_WHAT TO WORK ON_
1. Answer these questions about the notebook code:
(a) What sequence length is passed when loading the validation dataset?
(b) Which file name is joined to the data directory to form the English training path?
(c) Which class is imported from models.transformer?
2. Summarize the notebook code in two sentences.
3. Proceed with the Transformer translation notebook code from the point where it stops.

In [None]:
import copy
import pickle
import pdb
import sys
sys.path.append("..")
import os

import numpy as np
import tensorflow as tf
from tqdm import tqdm

from utils import utils
from utils.metrics import BleuScore
from models.transformer import Transformer

In [2]:
# paths
data_dir = '/project/cq-training-1/project2/teams/team12/data/'
best_model_path = '/project/cq-training-1/project2/submissions/team12/low-resource-translation/saved_model/Transformer-num_layers_2-d_model_128-num_heads_8-dff_512_fr_to_en_False_embedding_None_embedding_dim_128_back_translation_True_ratio_4.0'
path_en = os.path.join(data_dir, 'train.lang1')
path_fr = os.path.join(data_dir, 'train.lang2')


# Create vocabs
word2idx_en, idx2word_en = utils.create_vocab(path_en, vocab_size=None)
word2idx_fr, idx2word_fr = utils.create_vocab(path_fr, vocab_size=None)

In [3]:
valid_dataset = utils.load_training_data(path_en, path_fr, word2idx_en, word2idx_fr, seq_len=150, batch_size=64)[1]

In [4]:
# Additional methods 
def get_next(self,x,y):
    preds = self.forward(x, y, training=False)

Records for pointing at objects in photos

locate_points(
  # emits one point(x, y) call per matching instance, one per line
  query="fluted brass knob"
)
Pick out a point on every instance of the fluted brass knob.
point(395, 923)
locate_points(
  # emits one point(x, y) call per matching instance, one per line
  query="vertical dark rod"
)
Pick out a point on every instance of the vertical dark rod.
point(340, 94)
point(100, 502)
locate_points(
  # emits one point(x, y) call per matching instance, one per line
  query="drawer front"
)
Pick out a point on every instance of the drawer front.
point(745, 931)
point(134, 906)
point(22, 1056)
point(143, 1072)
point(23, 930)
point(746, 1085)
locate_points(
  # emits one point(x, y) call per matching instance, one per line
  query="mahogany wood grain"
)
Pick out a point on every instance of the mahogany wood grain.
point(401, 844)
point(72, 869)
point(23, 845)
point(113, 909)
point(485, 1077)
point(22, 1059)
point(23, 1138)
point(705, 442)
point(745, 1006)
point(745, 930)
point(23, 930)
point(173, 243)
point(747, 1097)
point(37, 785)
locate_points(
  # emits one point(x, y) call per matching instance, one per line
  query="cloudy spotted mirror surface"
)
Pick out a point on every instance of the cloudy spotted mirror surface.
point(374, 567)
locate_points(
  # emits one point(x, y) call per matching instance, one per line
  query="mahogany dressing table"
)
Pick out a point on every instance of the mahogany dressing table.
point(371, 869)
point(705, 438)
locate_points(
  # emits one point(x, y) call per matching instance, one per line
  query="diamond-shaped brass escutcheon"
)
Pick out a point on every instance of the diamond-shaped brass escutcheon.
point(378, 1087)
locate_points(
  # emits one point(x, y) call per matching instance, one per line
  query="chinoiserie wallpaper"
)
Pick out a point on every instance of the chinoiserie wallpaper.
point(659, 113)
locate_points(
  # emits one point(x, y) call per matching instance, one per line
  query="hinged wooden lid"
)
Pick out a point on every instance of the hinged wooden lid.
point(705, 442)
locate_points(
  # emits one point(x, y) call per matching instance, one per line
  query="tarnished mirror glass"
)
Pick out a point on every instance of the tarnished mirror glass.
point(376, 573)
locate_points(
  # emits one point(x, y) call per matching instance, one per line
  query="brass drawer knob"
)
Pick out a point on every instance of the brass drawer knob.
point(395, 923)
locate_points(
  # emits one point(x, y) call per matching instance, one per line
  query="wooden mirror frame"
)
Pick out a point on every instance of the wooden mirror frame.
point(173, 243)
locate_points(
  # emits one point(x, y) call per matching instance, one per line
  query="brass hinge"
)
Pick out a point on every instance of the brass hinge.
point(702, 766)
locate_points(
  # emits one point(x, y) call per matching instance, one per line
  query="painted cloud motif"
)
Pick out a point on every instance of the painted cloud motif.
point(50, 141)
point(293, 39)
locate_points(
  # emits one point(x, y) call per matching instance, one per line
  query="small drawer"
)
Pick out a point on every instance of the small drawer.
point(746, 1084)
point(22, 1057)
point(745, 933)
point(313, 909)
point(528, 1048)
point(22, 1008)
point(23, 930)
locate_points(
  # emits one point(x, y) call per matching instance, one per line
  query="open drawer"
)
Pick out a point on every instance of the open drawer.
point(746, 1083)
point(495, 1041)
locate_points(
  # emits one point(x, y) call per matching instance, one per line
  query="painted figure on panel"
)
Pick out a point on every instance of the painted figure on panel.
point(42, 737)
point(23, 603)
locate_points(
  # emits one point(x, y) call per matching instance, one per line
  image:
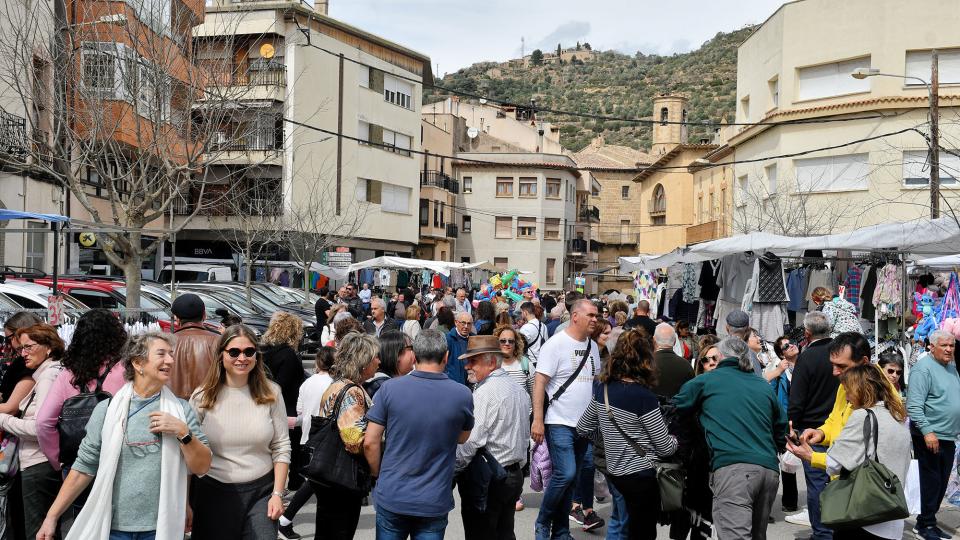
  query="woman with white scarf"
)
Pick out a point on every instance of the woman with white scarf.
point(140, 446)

_ANSWERS TO THE TASKS_
1.
(a) 150
(b) train.lang1
(c) Transformer

2. The notebook code imports several standard libraries, NumPy, TensorFlow, tqdm and project modules, including a BleuScore metric and a Transformer model. It sets data and saved-model paths, builds English and French vocabularies from the training files, loads a validation dataset with a sequence length of 150 and a batch size of 64, and begins defining a get_next method that calls forward with training set to False.

3.
    return preds[:,-1,:], preds

def update_state(self, y_true, y_pred, vocab, idx=False):
    for i in range(len(y_true)):
        label_sentence = utils.generate_sentence(y_true[i].numpy().astype('int'), vocab)
        if idx: pred_sentence = utils.generate_sentence(y_pred[i], vocab) 
        else:   pred_sentence = utils.generate_sentence_from_probabilities(y_pred[i].numpy(), vocab)
        self.total_score += sacrebleu.sentence_bleu(pred_sentence, label_sentence, smooth_method='exp').score
        self.total_num_examples += 1

In [5]:
Transformer.get_next = get_next
BleuScore.update_state = update_state

In [6]:
# Load model
model_config = {'num_layers': 2, 'd_model': 128, 'dff': 512, 'num_heads': 8}
model = Transformer(model_config, len(word2idx_en), word2idx_fr)
model.load_weights(os.path.join(best_model_path, "model"))

<tensorflow.python.training.tracking.util.CheckpointLoadStatus at 0x2ad323081390>

In [7]:
def tf_beam_search(model,batch,steps,width,word2idx_fr,bonus=0):
    
    x,bs = batch['inputs'], batch['inputs'].shape[0] 
    # adjust for start
    hist = [np.ones((1,bs,1),dtype=np.int32)* model.start_token] 
    for i in range(1,steps): 
        # length of input = i+1 at each timestep
        hist.append(np.ones((width,bs,i+1),dtype=np.int32))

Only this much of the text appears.